[SOAL DAN TUGAS]
A. Tolong sebutkan semua kyai dan habib yang, menurut teks tentang Kiai Utsman Jatipurwo, mengakui kapasitas Mbah Utsman sebagai ulama.
B. Tulis ulang bagian teks tentang Kiai Utsman Jatipurwo yang dimulai dari "Suatu ketika KH." dan berakhir pada "dan habaib besar.", dengan mengganti nama "Mbah Utsman" menjadi "Kiai Utsman".

[TEKS BACAAN]
+-------+

Sunday, November 11, 2018

Karamah Kiai Utsman Jatipurwo Surabaya


Suatu ketika KH. Bisri Syansuri (pendiri NU) Jombang ditanya:

“Siapakah kyai yang mengajarkan kitab al-Hikam sekaligus mengamalkannya?”

Dijawab: “Dia adalah Kyai Utsman Jatipurwo Surabaya.”

Pada masanya, Mbah Utsman (Kyai Sepuh) tidak diragukan lagi kapasitasnya sebagai ulama yang luar biasa dan diakui oleh para kyai dan habaib besar.

Diantaranya adalah Mbah Hasyim Asy’ari, Mbah Romli Tamim, Habib Ali Kwitang, Habib Ali Bungur, Habib Salim bin Jindan, Habib Abubakar bin Muhammad Assegaf dan Habib Sholeh Tanggul.

+-------+

[DATA YANG DISEDIAKAN]
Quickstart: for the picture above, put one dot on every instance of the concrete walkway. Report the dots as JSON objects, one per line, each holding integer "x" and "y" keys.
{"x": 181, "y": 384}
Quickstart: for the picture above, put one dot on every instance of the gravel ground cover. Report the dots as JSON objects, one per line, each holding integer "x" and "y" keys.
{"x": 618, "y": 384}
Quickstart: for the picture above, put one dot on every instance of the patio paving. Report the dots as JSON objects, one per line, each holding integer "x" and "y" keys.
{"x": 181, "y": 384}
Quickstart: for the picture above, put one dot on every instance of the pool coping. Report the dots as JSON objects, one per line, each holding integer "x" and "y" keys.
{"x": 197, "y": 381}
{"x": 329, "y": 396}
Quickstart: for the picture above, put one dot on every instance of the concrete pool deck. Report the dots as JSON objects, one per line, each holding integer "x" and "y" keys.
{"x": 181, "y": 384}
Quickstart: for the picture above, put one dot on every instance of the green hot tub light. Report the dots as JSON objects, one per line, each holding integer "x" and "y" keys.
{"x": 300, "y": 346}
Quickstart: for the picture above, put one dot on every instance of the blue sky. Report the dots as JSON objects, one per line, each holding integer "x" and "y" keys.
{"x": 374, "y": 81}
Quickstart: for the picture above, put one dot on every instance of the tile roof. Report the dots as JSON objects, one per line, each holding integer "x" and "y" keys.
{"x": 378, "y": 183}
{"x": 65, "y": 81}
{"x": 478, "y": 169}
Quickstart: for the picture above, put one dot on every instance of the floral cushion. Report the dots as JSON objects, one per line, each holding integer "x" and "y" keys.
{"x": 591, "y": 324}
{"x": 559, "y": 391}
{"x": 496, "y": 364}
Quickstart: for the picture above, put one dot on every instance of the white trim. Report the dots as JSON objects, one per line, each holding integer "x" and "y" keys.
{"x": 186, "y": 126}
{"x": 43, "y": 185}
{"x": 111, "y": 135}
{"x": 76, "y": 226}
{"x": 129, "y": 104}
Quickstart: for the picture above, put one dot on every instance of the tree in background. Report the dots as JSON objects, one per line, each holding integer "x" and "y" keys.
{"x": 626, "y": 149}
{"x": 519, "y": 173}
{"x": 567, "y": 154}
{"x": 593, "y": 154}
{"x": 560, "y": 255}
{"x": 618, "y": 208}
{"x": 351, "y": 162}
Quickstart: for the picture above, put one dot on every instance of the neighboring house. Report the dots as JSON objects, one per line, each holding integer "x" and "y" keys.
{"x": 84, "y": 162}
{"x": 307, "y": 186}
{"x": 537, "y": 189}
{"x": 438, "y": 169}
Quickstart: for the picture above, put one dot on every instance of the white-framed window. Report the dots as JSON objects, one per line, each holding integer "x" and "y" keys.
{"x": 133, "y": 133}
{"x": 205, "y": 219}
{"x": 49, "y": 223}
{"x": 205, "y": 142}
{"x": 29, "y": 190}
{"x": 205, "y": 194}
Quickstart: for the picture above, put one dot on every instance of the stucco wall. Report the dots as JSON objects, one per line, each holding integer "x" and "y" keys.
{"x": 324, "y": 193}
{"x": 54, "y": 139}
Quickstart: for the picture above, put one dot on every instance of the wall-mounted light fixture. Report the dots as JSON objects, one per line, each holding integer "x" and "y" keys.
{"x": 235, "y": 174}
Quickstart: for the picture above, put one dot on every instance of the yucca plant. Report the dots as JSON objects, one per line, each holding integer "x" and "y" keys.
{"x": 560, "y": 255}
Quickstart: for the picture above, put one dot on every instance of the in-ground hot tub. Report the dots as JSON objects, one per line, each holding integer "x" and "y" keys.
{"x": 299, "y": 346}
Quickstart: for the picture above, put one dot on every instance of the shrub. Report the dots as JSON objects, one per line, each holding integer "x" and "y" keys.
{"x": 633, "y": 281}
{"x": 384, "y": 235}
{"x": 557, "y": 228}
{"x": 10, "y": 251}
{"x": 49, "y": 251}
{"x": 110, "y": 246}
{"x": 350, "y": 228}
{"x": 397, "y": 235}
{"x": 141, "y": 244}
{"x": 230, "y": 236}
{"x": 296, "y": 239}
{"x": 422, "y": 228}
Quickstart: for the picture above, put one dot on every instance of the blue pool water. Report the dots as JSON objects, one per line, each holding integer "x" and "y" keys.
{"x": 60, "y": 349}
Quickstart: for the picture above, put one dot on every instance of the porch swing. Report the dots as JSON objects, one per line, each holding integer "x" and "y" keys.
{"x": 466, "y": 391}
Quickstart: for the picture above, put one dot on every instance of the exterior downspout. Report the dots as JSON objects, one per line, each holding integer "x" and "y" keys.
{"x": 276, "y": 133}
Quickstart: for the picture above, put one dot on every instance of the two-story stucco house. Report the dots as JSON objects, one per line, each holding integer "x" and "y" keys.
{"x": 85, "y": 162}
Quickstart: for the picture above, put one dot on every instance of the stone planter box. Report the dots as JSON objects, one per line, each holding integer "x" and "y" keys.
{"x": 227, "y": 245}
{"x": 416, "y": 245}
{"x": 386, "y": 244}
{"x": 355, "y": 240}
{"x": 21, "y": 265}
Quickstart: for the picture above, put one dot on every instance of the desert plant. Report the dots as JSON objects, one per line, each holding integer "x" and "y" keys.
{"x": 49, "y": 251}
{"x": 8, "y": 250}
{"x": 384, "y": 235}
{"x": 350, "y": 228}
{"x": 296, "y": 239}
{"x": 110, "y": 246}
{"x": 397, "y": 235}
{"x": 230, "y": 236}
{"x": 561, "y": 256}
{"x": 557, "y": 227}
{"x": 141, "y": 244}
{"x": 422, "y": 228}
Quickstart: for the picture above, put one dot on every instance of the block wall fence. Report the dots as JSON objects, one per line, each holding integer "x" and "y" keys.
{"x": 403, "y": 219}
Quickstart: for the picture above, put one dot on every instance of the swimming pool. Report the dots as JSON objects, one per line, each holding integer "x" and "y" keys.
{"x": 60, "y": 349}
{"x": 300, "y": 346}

+-------+

[PEMBAHASAN SOAL]
A. Mbah Hasyim Asy’ari, Mbah Romli Tamim, Habib Ali Kwitang, Habib Ali Bungur, Habib Salim bin Jindan, Habib Abubakar bin Muhammad Assegaf, Habib Sholeh Tanggul

B.
Suatu ketika KH. Bisri Syansuri (pendiri NU) Jombang ditanya:

“Siapakah kyai yang mengajarkan kitab al-Hikam sekaligus mengamalkannya?”

Dijawab: “Dia adalah Kyai Utsman Jatipurwo Surabaya.”

Pada masanya, Kiai Utsman (Kyai Sepuh) tidak diragukan lagi kapasitasnya sebagai ulama yang luar biasa dan diakui oleh para kyai dan habaib besar.